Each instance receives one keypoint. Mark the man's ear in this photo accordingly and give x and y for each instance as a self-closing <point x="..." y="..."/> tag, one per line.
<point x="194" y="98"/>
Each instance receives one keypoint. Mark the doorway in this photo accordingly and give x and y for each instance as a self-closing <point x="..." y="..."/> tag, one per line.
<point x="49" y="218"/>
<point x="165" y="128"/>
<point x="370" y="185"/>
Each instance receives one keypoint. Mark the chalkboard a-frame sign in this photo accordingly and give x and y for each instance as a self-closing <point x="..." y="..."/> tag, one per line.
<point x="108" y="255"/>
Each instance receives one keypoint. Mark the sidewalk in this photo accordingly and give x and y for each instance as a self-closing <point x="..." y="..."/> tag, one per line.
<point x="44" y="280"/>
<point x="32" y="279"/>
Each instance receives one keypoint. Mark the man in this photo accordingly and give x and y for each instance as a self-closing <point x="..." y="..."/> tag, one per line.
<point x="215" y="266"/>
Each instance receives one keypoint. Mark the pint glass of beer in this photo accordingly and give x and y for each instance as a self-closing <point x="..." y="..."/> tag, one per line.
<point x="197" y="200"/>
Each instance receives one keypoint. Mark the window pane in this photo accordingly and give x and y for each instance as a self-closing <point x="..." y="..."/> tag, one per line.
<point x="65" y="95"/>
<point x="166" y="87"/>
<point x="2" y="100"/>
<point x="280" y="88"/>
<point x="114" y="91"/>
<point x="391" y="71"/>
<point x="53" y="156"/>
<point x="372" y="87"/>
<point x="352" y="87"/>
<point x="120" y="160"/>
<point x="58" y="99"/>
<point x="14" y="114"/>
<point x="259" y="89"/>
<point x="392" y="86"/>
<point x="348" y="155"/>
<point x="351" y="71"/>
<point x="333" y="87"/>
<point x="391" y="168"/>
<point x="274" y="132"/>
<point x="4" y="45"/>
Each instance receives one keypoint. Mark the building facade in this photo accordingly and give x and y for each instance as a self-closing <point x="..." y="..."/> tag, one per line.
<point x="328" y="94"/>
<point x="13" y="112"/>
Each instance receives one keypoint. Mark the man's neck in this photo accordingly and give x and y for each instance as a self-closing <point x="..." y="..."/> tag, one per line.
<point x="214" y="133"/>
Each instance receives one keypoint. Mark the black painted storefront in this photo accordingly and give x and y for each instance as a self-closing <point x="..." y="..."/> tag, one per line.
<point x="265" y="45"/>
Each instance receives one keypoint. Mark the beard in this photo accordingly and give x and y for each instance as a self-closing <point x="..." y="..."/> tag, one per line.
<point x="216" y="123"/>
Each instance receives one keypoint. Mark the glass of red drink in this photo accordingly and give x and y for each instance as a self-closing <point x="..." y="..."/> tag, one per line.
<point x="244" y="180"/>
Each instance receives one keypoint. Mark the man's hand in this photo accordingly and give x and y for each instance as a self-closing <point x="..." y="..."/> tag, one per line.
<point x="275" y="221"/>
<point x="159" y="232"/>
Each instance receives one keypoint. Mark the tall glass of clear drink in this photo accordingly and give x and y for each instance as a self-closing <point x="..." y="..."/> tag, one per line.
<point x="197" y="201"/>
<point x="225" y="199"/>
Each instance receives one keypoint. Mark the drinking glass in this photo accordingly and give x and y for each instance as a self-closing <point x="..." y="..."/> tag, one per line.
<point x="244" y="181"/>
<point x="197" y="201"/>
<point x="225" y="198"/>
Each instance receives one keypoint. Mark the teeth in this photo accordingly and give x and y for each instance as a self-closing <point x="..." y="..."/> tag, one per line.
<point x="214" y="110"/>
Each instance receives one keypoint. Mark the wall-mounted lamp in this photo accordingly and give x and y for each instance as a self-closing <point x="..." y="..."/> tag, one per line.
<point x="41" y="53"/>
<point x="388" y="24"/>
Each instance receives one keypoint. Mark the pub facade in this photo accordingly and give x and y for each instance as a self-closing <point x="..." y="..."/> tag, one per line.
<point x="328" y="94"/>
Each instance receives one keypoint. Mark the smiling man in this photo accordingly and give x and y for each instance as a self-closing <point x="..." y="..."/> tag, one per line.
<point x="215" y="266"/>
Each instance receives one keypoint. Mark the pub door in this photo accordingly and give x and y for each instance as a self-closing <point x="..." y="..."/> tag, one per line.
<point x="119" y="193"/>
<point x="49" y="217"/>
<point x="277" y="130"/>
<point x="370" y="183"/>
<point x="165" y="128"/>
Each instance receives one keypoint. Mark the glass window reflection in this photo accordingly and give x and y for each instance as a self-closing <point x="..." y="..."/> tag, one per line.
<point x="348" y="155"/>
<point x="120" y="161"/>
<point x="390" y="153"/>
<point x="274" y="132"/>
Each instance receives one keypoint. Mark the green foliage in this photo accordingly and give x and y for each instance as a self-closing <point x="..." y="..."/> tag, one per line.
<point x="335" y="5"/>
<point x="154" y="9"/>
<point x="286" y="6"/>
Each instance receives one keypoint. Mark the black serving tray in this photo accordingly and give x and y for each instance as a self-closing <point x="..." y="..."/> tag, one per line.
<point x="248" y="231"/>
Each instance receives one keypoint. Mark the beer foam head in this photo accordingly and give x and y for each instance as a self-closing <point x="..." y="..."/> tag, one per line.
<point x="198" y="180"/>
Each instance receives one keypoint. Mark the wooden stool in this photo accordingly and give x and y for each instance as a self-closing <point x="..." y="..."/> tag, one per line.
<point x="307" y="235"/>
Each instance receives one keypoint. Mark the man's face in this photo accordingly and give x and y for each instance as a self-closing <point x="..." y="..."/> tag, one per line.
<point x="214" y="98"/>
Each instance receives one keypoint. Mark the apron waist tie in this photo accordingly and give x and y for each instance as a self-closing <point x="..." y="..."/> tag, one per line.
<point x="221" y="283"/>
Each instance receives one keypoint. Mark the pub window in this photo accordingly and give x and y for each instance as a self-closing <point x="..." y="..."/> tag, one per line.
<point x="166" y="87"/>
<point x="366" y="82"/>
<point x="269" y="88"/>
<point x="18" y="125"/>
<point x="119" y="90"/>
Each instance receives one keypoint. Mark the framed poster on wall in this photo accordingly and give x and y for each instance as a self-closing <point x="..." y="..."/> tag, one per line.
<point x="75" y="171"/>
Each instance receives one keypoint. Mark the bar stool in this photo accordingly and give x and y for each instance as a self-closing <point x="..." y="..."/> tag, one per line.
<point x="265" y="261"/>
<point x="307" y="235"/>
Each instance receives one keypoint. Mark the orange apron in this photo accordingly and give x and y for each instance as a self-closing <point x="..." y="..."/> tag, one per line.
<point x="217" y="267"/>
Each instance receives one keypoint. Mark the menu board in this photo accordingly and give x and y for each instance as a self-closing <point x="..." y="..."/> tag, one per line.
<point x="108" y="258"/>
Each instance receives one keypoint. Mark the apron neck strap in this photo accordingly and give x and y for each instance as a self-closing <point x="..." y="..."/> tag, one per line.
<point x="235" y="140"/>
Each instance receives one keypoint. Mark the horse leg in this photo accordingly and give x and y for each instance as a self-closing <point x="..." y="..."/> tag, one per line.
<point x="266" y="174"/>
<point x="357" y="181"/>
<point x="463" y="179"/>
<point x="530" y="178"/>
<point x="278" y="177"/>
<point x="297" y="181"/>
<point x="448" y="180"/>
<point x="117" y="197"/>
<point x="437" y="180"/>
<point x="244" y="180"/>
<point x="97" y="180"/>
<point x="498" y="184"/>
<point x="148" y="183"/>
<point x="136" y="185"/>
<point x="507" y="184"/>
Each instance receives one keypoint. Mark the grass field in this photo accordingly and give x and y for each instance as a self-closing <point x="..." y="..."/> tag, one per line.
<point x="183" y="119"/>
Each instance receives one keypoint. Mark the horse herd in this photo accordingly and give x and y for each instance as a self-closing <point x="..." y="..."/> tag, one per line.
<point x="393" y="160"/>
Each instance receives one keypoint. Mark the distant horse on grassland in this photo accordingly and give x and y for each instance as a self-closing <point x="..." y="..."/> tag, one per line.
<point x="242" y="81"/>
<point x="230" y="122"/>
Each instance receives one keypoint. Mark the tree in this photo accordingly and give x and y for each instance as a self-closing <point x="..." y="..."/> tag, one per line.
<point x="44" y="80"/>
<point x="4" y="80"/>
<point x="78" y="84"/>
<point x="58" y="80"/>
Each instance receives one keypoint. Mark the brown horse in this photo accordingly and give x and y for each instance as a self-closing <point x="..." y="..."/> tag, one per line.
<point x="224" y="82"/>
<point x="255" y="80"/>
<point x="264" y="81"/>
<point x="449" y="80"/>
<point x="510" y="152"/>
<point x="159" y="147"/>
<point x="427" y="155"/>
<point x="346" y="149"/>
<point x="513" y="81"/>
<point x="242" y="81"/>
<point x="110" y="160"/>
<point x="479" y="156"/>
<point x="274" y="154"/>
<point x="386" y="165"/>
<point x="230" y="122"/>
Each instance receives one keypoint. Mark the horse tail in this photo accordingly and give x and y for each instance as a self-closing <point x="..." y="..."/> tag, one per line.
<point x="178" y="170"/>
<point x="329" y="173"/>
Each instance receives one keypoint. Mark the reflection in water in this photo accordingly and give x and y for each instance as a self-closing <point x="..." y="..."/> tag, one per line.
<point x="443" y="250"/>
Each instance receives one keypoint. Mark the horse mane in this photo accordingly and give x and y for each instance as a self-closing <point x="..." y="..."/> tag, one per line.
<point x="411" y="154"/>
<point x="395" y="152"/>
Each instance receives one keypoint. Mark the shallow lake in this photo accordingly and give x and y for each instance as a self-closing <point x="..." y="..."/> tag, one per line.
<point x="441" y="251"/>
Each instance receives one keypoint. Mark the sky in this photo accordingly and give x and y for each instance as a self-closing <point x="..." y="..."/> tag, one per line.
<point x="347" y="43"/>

-- WHAT TO DO --
Pull out every line from the one with "Each instance receives one keypoint. Mark the horse tail" to the end of the listing, and output only those.

-- TASK OUTPUT --
Each instance receives one keypoint. Mark the horse tail in this photo accordingly and give x and y for each instance as a self-closing <point x="..." y="..."/> tag, one per line.
<point x="178" y="170"/>
<point x="329" y="173"/>
Each instance receives one keypoint. Mark the reflection in water in this photo accordingly and give x and y for each instance as a self-closing <point x="..." y="..."/> tag, one per line.
<point x="443" y="250"/>
Each instance receives one keypoint. Mark the horse mane in this photo accordingly and give x and y for each instance as a self-closing <point x="..." y="..."/> tag, one per line.
<point x="411" y="154"/>
<point x="395" y="152"/>
Each instance receives one keypoint. Mark the shallow lake in this photo accordingly and give x and y for each instance as a self-closing <point x="..." y="..."/> tag, one per line.
<point x="441" y="251"/>
Each instance receives one keypoint. Mark the sky in this photo accordingly and give x and y for each instance as a self-closing <point x="..." y="..."/> tag, one per line.
<point x="347" y="43"/>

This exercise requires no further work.